PROBLEM STATEMENT ▸ Exactly reproduce the line containing "of the haze" together with every line after it, through the end of the entries, and give nothing more.

[Location annotation dataset excerpts]
• • •

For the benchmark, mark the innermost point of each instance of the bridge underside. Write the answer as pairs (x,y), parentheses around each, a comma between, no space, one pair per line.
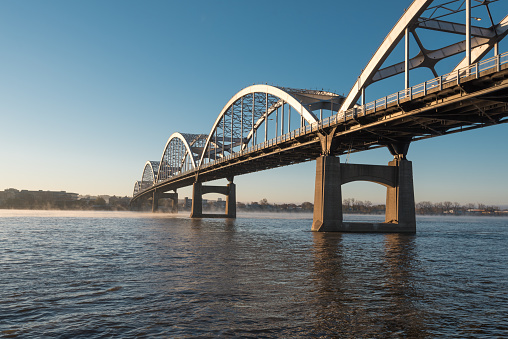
(472,104)
(479,100)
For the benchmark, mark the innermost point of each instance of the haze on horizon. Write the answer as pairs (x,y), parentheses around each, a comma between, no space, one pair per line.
(92,90)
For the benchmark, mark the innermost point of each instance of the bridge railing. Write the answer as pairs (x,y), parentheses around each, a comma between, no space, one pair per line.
(407,94)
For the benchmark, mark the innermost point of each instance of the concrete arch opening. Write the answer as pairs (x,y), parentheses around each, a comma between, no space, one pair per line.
(397,177)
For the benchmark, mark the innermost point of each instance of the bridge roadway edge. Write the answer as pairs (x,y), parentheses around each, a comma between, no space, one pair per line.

• • •

WRITTEN SOLUTION ▸
For the benchmark, mark the innermost point of each instance of the haze on horizon. Write the answer as pairs (x,y), parentheses around each, a comma between, no space, one pair per line.
(92,90)
For the benchmark, mark the innermost point of each instance of the bridge railing. Write the answer as pairs (x,y), parentheses around each, a comma between, no space, one pair per line.
(407,94)
For the benchmark, mark the innermost point of each instance of the concrete arch opening. Write the answer as pairs (x,y), parentheses around each, a comma between, no space, one pair per line.
(397,177)
For the benchmark, mark the innermost point of each instance of the bridge roadway edge. Write the answer as pairs (x,y), parentheses around each, a comma between, no space, one pair per line.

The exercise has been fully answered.